** WHAT THIS EXERCISE ASKS **
• a. In the text about Will Leitch's newsletter, what illness is Aksel dying of?
• b. Carry on the piece about Will Leitch's newsletter and the movie from the point where it stops.

** TEXT BLOCK **

◆ ◆ ◆ ◆ ◆

Will Leitch, in his newsletter, spent most of it focused on his favorite movie of last year, The Worst Person in the World. The movie is about Aksel, a 43-year-old man who is dying of pancreatic cancer and reflects on his life. I have not seen the movie, but Leitch says the movie’s protagonist makes a realization that the things he cared about were meaningless.

Leitch quotes an Aksel monologue from the movie that feels revelatory in my own life.

I’d given up long before I got sick. Really. I just watch my favorite old movies over and over. Lynch, “The Godfather Part II”… How many times can you watch “Dog Day Afternoon”? Sometimes I listen to music I haven’t heard before. But it’s old as well. Music I didn’t know about, but from when I grew up. It felt as though I’d already given up. I grew up in an age without Internet and mobile phones. I sound like an old fart. But I think about it a lot.

◆ ◆ ◆ ◆ ◆

** RECORDED DATA **
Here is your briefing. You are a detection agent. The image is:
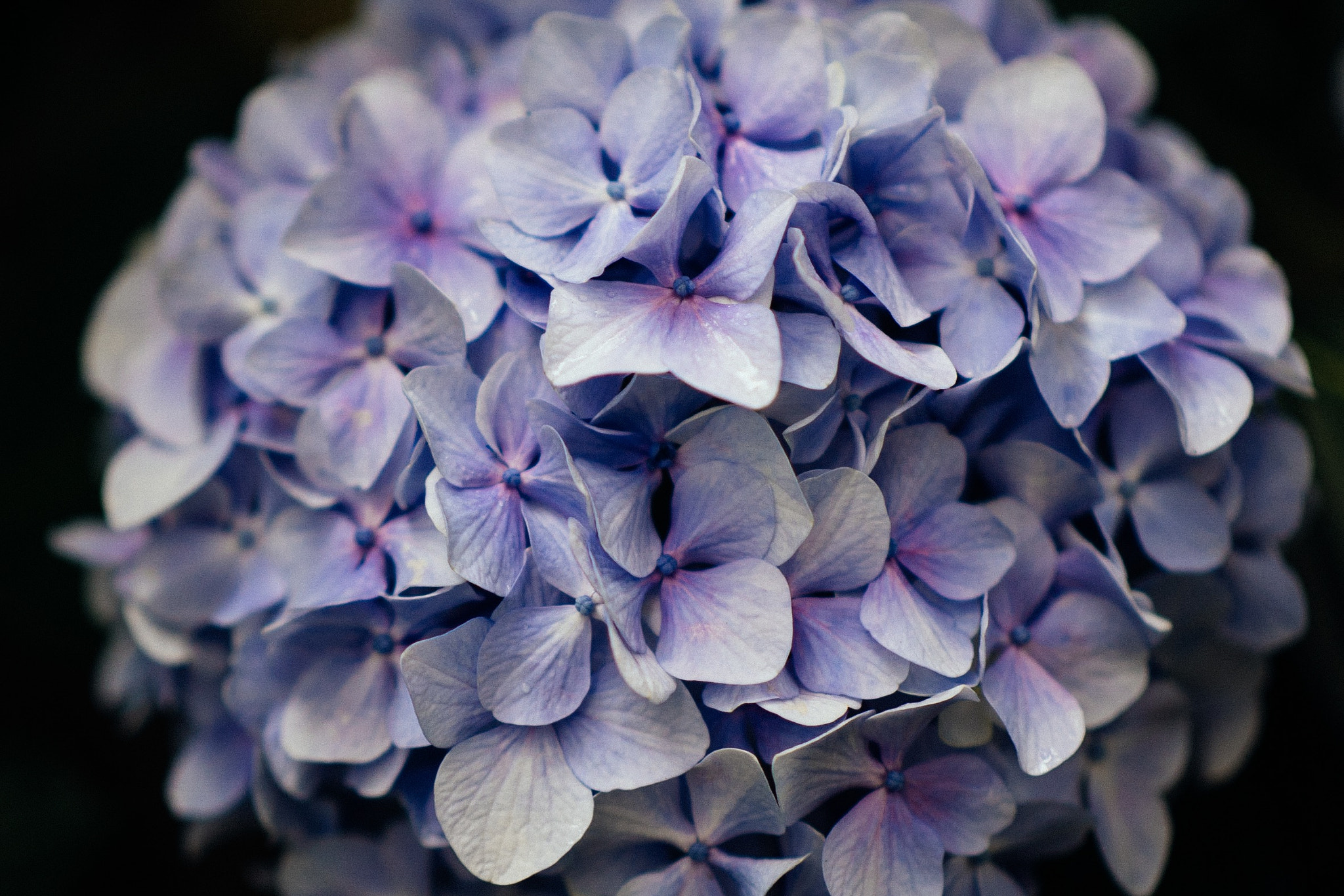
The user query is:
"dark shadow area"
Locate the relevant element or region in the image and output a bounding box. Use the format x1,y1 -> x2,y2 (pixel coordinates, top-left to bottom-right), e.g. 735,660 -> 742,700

◆ ◆ ◆ ◆ ◆

** ANSWERS FOR THIS EXERCISE **
• a. Pancreatic cancer.

• b.
The world that I knew has disappeared. For me it was all about going to stores. Record stores. I’d take the tram to Voices in Grünerløkka. Leaf through used comics at Pretty Price. I can close my eyes and see the aisles at Video Nova in Majorstua. I grew up in a time when culture was passed along through objects. They were interesting, because we could live among them. We could pick them up. Hold them in our hands. Compare them. Like books. That’s all I have. I spent my life doing that. Collecting all that stuff, comics, books. And I just continued, even when it stopped giving me the powerful emotions I felt in my early 20s. I continued anyway. And now it’s all I have left. Knowledge and memories of stupid, futile things nobody cares about.

Leitch chimes in with his own reflection on “memories of stupid, futile things nobody cares about.”

Aksel is dying, so his memories have an extra urgency and sadness. But it can feel like dying sometimes, to know that everything you valued your entire adult life, and thought would last as profoundly important, has gone away. And nobody really noticed, or cared.

I remember when the mysteries of Lost were what everyone was talking about. I remember the transition from the musical domination of Sunset Strip bands to the Seattle sound and understanding a shift was taking place. I remember a time when I didn’t want an iPhone. These were fundamentally important things in my life at that time. Today? Not so much.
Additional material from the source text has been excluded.